→ **Data records**:
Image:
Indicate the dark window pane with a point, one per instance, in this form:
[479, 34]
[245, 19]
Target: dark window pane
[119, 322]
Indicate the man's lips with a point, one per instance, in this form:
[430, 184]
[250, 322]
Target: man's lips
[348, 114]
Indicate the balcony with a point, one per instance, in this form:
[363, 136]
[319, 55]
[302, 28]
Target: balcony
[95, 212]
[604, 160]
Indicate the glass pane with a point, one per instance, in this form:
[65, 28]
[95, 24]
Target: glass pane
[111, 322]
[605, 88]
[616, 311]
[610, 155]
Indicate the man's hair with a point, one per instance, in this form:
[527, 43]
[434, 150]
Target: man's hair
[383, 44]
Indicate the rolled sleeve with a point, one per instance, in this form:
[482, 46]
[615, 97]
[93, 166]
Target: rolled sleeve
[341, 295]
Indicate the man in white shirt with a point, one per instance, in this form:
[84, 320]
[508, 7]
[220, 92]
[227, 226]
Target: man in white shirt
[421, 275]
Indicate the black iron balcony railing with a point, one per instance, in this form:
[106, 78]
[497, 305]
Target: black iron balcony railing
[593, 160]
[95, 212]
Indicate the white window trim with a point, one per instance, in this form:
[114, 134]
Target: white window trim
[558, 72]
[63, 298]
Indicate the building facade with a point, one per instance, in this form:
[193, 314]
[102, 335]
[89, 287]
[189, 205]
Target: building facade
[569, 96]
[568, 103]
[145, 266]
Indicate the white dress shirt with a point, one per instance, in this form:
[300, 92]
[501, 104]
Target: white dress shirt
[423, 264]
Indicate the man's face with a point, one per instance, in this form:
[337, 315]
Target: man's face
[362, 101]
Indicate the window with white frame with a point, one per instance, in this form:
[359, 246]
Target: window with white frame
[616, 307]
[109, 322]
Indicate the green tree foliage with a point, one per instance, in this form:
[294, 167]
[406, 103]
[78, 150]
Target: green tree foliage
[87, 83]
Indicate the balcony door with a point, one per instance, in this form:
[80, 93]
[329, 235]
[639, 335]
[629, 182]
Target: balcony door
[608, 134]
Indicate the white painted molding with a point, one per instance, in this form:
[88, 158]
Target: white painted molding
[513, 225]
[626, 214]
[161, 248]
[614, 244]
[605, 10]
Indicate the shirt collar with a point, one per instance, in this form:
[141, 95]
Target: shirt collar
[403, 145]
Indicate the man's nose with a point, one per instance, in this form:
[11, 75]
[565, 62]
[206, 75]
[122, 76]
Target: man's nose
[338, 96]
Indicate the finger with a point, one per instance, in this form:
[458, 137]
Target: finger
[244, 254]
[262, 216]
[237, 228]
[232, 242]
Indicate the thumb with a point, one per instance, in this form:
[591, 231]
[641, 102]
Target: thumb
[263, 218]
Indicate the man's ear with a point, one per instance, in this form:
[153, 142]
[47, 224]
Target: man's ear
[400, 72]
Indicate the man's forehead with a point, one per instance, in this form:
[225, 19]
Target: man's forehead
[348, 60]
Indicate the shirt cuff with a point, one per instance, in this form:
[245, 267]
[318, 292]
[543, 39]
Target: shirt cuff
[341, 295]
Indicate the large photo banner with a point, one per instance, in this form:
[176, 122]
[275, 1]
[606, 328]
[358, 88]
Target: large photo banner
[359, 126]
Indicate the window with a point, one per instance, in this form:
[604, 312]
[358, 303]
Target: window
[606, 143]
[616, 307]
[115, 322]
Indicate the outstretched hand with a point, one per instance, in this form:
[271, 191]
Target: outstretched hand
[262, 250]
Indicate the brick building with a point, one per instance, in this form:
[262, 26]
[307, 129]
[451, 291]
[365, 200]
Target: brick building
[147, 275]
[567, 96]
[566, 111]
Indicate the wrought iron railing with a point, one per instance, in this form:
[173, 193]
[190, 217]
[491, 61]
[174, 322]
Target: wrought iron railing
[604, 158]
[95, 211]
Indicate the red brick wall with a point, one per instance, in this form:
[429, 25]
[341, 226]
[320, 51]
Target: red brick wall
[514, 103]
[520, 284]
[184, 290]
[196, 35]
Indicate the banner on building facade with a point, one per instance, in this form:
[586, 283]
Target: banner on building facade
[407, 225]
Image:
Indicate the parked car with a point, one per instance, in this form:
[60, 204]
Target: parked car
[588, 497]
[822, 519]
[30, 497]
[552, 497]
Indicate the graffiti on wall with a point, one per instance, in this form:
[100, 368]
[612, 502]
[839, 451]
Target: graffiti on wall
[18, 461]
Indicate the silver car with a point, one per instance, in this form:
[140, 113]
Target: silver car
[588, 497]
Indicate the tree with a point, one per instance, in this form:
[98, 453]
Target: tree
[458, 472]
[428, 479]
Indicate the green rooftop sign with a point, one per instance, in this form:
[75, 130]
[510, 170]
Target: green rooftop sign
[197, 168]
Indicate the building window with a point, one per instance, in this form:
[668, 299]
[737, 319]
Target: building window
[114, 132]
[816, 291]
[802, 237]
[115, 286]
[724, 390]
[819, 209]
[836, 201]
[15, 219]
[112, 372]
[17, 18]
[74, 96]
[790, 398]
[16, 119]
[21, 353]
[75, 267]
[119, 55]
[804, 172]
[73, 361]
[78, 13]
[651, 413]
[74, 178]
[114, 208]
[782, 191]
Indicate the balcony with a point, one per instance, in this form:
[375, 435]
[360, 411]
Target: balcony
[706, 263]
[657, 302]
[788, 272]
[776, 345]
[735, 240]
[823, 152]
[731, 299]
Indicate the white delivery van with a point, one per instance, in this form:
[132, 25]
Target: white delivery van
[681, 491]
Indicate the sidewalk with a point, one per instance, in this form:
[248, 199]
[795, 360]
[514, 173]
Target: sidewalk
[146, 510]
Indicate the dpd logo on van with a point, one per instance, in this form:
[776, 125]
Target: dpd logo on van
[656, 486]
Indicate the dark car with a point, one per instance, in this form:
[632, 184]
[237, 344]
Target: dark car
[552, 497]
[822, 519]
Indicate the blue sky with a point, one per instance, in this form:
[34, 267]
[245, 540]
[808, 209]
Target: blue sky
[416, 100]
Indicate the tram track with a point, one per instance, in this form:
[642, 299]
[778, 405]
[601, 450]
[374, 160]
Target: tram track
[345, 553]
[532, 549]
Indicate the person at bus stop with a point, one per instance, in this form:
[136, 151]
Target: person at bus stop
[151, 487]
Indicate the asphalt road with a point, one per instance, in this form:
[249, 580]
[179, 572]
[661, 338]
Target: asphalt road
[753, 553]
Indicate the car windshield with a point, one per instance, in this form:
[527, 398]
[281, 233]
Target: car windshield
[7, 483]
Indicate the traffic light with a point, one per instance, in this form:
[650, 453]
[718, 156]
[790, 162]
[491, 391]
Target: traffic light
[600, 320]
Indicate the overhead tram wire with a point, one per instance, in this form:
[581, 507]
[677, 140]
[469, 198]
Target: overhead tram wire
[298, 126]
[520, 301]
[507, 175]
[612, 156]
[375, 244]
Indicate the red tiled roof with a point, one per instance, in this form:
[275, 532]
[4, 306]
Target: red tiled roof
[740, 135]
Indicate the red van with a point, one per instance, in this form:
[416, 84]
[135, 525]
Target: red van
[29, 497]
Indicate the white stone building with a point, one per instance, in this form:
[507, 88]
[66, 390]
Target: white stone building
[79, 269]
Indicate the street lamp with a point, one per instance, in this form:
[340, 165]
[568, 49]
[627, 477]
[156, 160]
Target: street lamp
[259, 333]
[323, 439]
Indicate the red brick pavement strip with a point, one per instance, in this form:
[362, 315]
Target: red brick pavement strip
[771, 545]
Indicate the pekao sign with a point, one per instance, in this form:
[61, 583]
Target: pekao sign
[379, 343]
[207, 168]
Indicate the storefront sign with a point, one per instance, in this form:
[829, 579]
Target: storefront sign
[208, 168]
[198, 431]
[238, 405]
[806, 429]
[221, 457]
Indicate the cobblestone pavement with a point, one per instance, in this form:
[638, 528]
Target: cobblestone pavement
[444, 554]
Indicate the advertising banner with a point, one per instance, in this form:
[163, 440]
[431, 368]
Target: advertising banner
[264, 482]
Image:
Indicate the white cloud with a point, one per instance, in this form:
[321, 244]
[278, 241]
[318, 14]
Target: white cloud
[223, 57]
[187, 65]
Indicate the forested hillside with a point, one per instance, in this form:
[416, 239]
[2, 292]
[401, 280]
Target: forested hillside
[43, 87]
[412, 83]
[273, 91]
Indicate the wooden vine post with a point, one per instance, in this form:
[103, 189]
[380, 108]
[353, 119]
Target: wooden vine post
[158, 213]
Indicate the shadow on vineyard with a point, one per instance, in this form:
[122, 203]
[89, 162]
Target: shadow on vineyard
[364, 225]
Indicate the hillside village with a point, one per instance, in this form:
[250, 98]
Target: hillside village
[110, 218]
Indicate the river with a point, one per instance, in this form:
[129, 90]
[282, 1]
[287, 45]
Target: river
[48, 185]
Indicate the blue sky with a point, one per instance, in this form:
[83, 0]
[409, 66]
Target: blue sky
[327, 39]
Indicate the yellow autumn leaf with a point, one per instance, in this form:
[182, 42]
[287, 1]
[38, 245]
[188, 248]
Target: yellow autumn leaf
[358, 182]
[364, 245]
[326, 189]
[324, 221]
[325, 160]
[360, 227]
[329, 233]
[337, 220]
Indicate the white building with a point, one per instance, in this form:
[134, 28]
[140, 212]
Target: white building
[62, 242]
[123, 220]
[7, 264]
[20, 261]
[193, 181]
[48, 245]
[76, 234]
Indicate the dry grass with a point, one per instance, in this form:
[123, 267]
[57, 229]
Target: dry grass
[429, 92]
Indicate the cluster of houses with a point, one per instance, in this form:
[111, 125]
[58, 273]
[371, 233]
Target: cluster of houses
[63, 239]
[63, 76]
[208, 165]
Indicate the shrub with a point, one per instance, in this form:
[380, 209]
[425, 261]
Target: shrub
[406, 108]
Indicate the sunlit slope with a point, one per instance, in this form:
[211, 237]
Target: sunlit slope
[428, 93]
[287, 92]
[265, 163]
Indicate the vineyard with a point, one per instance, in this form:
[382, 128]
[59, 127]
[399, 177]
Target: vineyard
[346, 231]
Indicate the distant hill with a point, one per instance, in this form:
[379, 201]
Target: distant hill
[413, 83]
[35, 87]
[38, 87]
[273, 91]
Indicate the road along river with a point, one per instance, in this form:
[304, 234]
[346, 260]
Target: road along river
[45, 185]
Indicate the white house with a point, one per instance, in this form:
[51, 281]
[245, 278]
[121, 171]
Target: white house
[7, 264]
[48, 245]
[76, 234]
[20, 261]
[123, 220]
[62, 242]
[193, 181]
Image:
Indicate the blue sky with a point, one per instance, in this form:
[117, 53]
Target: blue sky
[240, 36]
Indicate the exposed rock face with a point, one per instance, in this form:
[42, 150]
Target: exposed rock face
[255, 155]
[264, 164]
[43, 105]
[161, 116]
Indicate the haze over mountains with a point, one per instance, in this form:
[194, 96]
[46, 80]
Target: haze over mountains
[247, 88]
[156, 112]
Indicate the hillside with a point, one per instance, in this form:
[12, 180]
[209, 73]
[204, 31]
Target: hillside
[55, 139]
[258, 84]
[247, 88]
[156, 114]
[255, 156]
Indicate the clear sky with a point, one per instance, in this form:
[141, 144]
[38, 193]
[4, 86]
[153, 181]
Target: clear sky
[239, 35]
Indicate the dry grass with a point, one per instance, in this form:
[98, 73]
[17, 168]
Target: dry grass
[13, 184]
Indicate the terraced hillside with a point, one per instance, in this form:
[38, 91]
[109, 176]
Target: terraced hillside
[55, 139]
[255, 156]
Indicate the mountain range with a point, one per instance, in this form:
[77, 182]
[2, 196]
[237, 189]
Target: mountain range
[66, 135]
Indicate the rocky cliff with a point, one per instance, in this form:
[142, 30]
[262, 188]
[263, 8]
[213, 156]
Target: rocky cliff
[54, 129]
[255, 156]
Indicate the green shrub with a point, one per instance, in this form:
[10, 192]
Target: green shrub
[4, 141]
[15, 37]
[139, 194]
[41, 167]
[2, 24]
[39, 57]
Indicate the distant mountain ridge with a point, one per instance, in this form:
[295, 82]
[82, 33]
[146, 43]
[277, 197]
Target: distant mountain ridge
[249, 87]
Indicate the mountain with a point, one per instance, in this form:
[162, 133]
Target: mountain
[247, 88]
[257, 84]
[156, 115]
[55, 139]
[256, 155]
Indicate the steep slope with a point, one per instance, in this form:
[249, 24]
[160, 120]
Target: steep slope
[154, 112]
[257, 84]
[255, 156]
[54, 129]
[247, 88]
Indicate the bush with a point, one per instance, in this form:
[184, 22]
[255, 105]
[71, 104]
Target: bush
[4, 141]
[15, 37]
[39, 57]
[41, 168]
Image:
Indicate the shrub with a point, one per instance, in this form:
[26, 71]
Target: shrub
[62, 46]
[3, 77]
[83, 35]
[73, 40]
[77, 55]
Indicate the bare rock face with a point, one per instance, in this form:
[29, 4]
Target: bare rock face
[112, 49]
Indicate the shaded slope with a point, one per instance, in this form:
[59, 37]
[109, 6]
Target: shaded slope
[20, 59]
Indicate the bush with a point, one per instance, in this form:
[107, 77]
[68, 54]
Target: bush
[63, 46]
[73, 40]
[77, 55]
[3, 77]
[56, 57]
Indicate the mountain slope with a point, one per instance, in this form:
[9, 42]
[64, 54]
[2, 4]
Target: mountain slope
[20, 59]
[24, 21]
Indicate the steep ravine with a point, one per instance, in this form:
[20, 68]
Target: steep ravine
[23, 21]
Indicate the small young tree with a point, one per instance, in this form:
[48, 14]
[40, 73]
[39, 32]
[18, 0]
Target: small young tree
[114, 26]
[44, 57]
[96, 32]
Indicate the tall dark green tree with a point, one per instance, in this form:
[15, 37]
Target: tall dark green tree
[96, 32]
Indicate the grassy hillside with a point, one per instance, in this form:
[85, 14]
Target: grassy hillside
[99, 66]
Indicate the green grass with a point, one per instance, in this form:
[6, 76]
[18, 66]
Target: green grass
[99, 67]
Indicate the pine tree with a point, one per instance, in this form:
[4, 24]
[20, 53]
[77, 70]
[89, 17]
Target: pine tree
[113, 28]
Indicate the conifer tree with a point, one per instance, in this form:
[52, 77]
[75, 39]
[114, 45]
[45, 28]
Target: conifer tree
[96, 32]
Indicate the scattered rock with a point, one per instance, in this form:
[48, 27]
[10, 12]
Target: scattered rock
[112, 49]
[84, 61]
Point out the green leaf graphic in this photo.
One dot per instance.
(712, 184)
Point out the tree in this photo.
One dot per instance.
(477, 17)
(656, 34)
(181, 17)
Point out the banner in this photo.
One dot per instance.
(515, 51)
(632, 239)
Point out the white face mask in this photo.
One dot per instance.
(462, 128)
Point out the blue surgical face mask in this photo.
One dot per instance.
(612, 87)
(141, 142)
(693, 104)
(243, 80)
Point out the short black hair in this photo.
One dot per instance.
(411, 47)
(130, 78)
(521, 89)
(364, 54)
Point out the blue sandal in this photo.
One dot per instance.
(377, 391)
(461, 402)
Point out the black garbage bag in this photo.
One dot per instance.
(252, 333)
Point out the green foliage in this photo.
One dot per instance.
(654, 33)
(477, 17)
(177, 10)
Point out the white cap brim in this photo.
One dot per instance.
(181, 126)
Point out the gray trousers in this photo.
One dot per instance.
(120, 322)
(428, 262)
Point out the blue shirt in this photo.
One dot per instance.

→ **What to do**:
Every line above from the line with "Indicate the storefront" to the line with "Indicate the forested", inclusive, must be returned exactly; no other line belongs in the reply.

→ **Solution to the problem**:
Indicate the storefront sign with a point, one per instance, in this form:
[829, 579]
Target: storefront sign
[208, 168]
[198, 431]
[238, 405]
[806, 429]
[221, 457]
Indicate the cobblestone pavement with a point, one per instance, in this form:
[638, 528]
Target: cobblestone pavement
[444, 554]
Indicate the advertising banner with a point, one per instance, in this form:
[163, 440]
[431, 368]
Target: advertising banner
[264, 482]
Image:
Indicate the white cloud with a point, one per instance, in this form:
[321, 244]
[278, 241]
[318, 14]
Target: white cloud
[223, 57]
[187, 65]
Indicate the forested hillside with a point, one per instance, in this form:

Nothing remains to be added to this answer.